--- WORK ORDER ---
Search the data for the word "target" and copy every line that contains it.

--- DATA RECORDS ---
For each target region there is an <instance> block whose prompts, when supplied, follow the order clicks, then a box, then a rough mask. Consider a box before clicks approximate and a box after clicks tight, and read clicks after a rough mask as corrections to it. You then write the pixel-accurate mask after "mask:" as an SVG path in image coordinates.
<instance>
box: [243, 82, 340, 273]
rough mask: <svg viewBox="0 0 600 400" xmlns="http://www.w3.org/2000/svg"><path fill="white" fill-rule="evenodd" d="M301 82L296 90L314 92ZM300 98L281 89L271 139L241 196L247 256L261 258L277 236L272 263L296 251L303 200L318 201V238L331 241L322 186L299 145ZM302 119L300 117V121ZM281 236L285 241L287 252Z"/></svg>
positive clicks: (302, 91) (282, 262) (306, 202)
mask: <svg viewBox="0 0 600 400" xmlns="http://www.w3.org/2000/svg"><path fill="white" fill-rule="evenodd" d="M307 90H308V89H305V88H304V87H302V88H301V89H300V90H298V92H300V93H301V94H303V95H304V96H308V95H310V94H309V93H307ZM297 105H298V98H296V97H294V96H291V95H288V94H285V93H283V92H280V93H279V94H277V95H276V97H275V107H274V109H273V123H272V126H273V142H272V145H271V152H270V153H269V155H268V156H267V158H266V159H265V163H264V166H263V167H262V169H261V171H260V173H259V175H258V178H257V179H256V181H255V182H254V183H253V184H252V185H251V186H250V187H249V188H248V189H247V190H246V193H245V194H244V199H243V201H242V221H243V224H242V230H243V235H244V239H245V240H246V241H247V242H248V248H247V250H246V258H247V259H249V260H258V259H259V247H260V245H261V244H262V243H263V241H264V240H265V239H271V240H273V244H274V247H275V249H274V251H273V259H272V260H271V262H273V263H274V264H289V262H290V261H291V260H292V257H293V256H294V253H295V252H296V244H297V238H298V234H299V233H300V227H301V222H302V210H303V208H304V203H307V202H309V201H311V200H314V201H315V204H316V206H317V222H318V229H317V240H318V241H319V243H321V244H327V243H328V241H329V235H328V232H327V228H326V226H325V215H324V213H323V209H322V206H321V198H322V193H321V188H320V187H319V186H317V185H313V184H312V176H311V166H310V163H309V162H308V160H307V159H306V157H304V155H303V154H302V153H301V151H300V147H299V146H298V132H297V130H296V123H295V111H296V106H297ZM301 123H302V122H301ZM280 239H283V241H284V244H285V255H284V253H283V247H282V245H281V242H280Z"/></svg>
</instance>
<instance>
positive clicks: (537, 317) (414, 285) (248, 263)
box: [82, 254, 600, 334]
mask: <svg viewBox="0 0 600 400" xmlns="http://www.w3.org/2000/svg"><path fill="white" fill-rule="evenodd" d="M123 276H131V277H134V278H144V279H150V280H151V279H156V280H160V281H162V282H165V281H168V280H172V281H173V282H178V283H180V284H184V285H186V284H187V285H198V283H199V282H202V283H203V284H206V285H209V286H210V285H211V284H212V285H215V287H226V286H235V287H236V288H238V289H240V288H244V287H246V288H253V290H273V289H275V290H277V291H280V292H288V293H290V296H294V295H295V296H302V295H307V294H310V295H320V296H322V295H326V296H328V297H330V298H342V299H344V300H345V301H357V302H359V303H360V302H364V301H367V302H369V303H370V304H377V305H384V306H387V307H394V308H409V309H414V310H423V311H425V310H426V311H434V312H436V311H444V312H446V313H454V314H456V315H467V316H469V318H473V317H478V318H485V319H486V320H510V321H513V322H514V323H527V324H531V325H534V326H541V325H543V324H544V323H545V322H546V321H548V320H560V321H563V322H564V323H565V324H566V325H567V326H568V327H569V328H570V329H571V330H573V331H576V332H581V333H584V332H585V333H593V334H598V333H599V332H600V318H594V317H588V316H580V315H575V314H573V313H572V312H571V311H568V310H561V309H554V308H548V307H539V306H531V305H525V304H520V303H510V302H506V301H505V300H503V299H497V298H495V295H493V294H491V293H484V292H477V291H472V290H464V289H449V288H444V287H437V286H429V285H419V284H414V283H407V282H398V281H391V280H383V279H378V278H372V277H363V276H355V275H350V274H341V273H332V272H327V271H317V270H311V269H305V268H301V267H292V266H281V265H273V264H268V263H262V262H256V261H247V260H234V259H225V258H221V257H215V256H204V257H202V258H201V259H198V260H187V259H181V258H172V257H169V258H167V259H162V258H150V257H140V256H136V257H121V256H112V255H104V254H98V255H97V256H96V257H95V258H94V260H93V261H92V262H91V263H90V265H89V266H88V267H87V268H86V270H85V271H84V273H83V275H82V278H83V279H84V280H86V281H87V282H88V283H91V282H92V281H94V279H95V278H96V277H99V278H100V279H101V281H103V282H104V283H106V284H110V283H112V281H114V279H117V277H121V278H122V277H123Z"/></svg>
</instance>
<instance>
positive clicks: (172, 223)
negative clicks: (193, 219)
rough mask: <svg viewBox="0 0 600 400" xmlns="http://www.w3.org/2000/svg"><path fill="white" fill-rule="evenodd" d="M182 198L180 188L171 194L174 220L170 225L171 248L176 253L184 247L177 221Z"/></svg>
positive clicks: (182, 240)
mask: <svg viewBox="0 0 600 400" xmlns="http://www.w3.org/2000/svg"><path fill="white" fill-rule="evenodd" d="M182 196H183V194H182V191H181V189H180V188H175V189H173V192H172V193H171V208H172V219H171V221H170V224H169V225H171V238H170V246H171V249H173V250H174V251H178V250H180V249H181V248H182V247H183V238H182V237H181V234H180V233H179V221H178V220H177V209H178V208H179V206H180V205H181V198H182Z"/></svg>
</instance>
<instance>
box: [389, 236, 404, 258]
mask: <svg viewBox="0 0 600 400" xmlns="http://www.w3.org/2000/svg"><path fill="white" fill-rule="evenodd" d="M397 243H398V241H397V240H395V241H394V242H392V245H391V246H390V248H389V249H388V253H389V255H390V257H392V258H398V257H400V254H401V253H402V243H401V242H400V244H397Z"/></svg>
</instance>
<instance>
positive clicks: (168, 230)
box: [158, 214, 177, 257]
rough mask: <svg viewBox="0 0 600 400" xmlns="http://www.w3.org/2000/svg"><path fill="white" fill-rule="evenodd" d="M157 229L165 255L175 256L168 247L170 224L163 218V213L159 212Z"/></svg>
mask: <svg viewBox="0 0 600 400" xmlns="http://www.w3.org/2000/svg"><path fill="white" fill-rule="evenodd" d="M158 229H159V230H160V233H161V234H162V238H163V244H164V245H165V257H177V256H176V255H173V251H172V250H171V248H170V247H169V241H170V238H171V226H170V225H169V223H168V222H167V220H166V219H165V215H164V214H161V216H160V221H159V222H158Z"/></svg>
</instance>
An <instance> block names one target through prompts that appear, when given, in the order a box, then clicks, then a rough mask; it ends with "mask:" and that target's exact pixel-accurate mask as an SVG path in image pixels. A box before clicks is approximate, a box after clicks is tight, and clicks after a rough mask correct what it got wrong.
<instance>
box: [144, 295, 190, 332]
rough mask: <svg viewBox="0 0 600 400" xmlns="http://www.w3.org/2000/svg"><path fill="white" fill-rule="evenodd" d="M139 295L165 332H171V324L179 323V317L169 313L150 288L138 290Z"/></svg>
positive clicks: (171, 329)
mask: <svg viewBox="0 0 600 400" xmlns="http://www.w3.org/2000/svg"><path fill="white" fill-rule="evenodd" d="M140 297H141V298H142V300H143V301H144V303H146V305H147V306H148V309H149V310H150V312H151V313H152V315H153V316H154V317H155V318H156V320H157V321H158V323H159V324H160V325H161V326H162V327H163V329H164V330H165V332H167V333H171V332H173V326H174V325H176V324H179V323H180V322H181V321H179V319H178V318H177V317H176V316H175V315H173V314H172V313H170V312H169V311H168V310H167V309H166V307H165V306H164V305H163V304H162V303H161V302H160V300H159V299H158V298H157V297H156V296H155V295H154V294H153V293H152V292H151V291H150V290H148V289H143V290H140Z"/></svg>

--- RESPONSE FOR THIS EXERCISE ---
For each target region there is an <instance> block whose prompts, when supplied, follow the order clicks, then a box, then a rough mask. Consider a box before clicks approximate and a box after clicks tight, and read clicks after a rough mask as corrections to it. You then write the pixel-accurate mask after "mask:" as an SVG path in image coordinates.
An <instance> block names one target through prompts that appear, when given, in the order a box, then clicks, then a rough mask; it ends with "mask:" and that target's exact pixel-accurate mask as an SVG path in image pixels. A box before clicks is approximate, a box after clicks is tight, and clicks after a rough mask correct what it got wrong.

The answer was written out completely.